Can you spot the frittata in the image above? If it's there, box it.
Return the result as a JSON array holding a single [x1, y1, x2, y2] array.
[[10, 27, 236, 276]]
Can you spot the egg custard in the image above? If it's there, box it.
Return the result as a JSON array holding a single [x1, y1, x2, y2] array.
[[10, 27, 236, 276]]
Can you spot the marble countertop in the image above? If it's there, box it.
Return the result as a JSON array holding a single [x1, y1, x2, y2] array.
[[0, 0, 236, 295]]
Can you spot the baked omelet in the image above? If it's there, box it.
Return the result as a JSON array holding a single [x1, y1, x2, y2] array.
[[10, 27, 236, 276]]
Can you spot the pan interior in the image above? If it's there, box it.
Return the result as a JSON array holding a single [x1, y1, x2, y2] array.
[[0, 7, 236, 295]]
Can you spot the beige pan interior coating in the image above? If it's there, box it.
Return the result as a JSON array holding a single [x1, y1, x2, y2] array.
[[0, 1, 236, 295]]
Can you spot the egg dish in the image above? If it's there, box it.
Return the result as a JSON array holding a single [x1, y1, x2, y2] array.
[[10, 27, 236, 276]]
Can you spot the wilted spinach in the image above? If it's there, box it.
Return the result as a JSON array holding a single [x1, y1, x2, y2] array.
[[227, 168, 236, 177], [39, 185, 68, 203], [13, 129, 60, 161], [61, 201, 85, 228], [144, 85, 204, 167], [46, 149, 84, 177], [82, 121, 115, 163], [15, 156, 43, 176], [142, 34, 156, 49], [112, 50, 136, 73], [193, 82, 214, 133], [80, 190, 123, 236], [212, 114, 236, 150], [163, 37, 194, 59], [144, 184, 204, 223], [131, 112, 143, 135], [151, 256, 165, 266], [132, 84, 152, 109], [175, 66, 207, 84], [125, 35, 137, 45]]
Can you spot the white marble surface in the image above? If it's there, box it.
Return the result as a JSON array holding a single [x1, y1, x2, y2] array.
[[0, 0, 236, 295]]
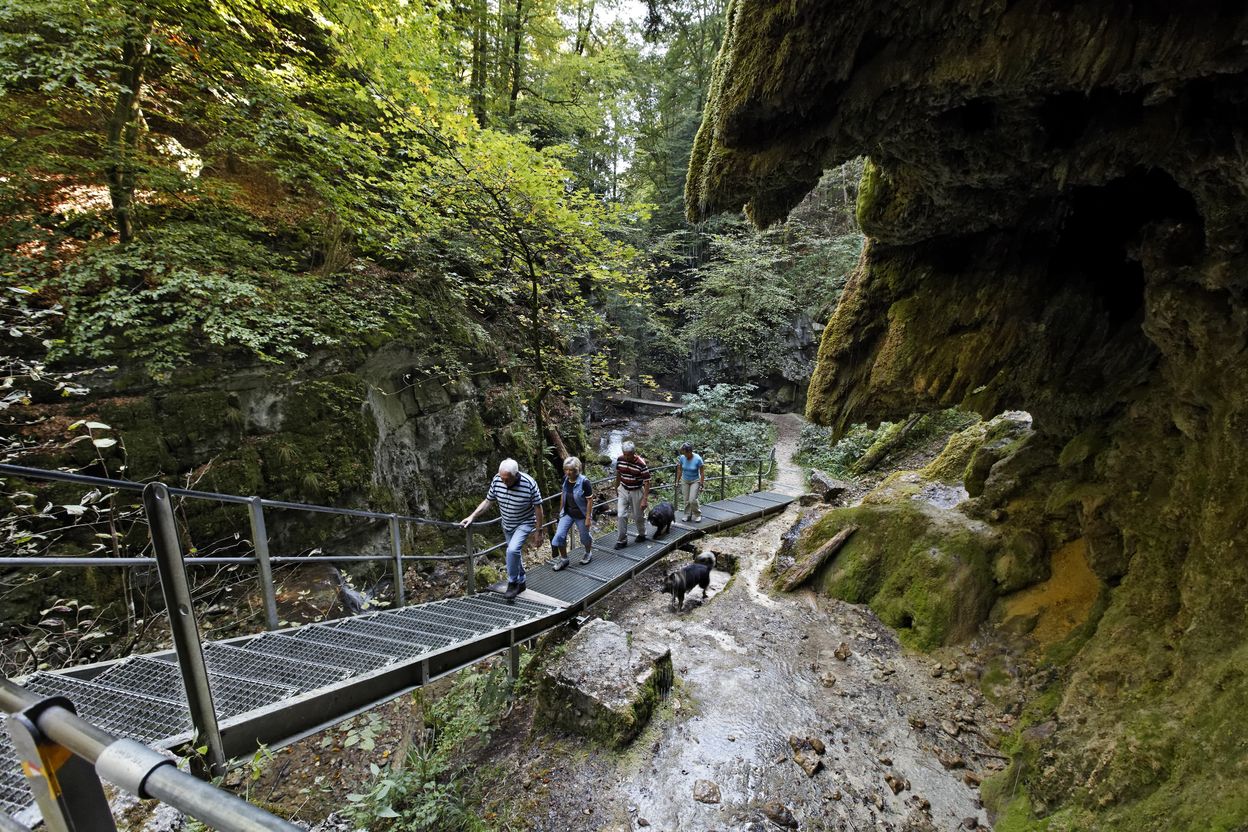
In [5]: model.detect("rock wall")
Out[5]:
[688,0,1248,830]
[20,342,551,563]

━━━━━━

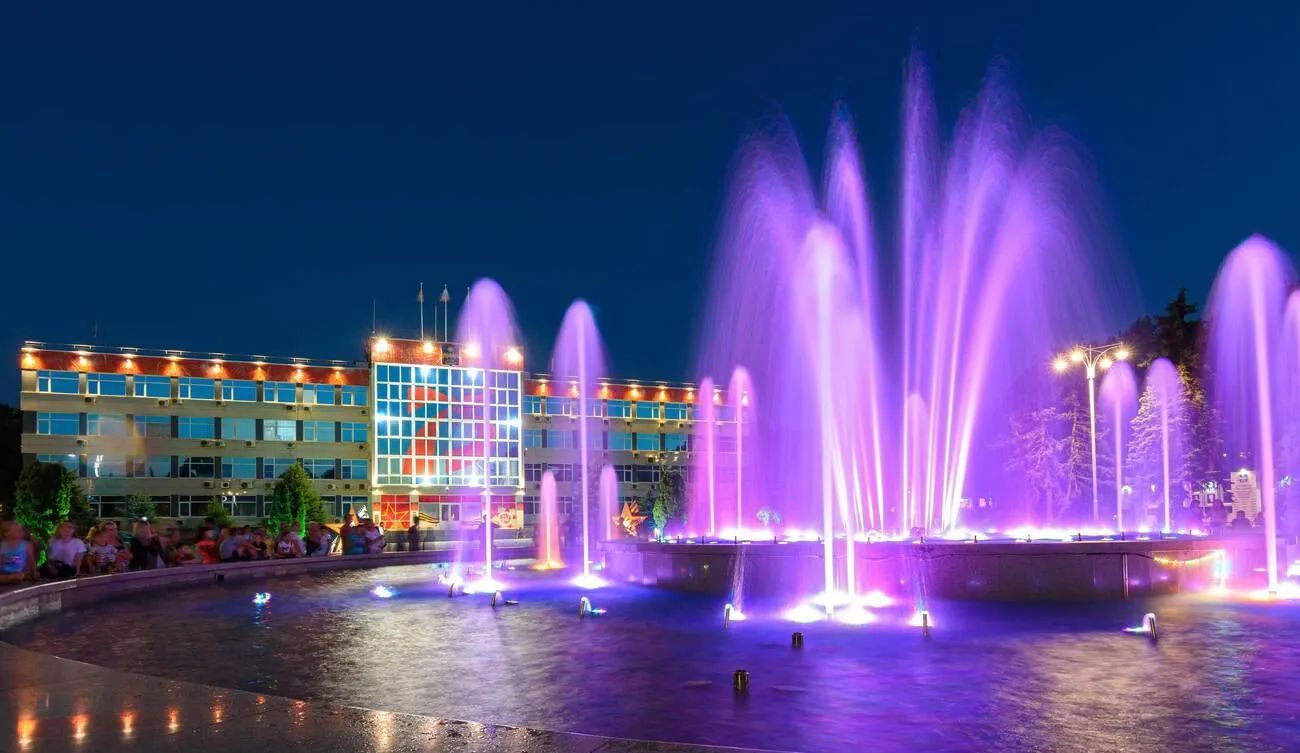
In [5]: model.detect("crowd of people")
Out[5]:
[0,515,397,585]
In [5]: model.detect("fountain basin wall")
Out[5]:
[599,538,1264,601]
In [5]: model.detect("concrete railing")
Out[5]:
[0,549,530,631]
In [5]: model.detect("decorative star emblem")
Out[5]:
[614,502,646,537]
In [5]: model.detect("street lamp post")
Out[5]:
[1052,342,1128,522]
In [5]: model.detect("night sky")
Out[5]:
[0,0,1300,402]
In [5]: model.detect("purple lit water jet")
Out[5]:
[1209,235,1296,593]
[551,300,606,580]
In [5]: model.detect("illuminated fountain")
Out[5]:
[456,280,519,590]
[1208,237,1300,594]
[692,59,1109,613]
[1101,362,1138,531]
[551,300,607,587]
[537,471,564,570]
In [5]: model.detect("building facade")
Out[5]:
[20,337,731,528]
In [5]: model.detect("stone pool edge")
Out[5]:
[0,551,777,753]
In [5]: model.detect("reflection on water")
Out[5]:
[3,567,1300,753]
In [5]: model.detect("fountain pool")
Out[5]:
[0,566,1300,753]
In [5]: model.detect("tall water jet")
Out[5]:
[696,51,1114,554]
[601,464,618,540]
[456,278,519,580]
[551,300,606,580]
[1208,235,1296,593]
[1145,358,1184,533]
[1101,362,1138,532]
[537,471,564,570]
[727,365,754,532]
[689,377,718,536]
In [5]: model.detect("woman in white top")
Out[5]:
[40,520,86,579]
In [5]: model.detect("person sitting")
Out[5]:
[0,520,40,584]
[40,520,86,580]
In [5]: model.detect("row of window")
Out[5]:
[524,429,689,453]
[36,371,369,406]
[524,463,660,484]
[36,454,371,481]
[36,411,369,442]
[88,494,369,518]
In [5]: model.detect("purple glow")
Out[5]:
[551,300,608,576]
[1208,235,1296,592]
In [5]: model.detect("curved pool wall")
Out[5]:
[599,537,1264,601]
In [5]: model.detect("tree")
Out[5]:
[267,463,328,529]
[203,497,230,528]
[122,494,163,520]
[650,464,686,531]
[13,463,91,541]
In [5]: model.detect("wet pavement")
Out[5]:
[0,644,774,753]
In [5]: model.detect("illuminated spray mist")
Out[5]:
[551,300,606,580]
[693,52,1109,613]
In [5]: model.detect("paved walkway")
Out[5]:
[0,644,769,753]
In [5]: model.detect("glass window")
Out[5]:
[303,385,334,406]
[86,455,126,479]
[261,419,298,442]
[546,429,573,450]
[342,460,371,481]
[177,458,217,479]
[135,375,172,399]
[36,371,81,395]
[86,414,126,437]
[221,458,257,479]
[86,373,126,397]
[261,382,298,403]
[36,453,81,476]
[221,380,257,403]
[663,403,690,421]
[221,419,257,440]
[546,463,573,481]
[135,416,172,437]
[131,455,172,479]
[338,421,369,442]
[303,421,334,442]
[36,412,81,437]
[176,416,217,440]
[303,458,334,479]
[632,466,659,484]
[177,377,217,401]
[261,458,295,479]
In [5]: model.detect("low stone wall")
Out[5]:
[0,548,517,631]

━━━━━━

- [REQUIRED TASK]
Pull out every line of the entries that contains the word "purple", treating case as significant.

- [EXERCISE RESULT]
In [5]: model.detect("purple lit water jet")
In [5]: model.detect("purple glow")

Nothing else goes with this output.